Reproduce every row below verbatim, line for line, with nothing altered.

## Saved entries
━━━━━━━━

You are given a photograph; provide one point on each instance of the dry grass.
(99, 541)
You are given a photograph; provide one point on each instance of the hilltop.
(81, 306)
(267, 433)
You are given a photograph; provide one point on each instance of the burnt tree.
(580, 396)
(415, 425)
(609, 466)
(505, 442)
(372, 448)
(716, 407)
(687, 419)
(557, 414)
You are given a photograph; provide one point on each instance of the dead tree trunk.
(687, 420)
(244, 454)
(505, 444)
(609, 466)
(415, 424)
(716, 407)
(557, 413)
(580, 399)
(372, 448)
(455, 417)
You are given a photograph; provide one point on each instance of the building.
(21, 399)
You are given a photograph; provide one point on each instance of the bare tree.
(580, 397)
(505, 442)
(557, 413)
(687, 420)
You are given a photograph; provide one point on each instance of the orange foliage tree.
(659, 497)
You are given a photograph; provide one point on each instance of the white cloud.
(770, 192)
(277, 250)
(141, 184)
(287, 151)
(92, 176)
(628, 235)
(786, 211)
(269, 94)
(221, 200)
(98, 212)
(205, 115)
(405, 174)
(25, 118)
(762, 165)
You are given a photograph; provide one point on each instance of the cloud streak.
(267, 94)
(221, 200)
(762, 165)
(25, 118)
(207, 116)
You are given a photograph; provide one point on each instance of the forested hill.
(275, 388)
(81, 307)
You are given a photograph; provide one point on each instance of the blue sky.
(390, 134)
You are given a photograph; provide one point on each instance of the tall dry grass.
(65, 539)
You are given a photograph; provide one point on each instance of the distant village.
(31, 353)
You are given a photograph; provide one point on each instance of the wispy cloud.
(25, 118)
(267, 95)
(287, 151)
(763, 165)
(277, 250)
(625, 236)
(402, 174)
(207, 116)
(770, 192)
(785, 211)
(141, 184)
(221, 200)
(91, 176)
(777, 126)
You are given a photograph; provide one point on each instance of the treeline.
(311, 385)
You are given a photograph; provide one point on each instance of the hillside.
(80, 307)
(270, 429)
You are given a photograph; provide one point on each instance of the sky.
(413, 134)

━━━━━━━━

## The result
You are given a photograph; provide one point on each instance of the dry grass.
(99, 541)
You are given a photograph; provide one point on each instance of the hilltop.
(81, 306)
(267, 433)
You are given a photograph; provide one point on each instance of the burnt tree.
(580, 396)
(415, 425)
(609, 466)
(505, 442)
(372, 448)
(716, 407)
(687, 419)
(557, 414)
You are given a photograph; provide one point on each instance of the dead tree trunk.
(687, 420)
(244, 454)
(505, 444)
(609, 466)
(415, 424)
(716, 407)
(557, 413)
(580, 399)
(372, 448)
(455, 417)
You are given a photograph; provide one point on each instance of the building.
(21, 399)
You are given a photograph; provide one point on each instance of the bare tree.
(580, 397)
(505, 442)
(557, 413)
(687, 420)
You are given a photograph; provide one point on each instance of the orange foliage tree.
(659, 497)
You are given a photograph; provide one point on each instance of the white cloud.
(770, 192)
(277, 250)
(141, 184)
(287, 151)
(92, 176)
(628, 235)
(786, 211)
(269, 94)
(221, 200)
(98, 212)
(205, 115)
(405, 174)
(25, 118)
(762, 165)
You are given a photograph; provide one point on each instance of the cloud streak.
(267, 94)
(221, 200)
(762, 165)
(25, 118)
(207, 116)
You are given a photograph; provide one point on each instance of the forested hill.
(275, 388)
(81, 307)
You are given a photograph; provide one point on each instance of the blue sky.
(390, 134)
You are given a photograph; provide one point on each instance of the tall dry grass.
(65, 539)
You are given a photograph; provide one point on each instance of the distant village.
(31, 353)
You are given a photograph; provide one point on each instance of the wispy cloud.
(25, 118)
(267, 95)
(287, 151)
(763, 165)
(277, 250)
(625, 236)
(402, 174)
(207, 116)
(770, 192)
(785, 211)
(141, 184)
(221, 200)
(91, 176)
(777, 126)
You are given a photograph; provide one point on each instance of the treeline.
(311, 385)
You are given a photograph; provide one point on each instance of the hillside.
(80, 307)
(270, 429)
You are given a photograph; provide one point on each instance of the sky.
(413, 134)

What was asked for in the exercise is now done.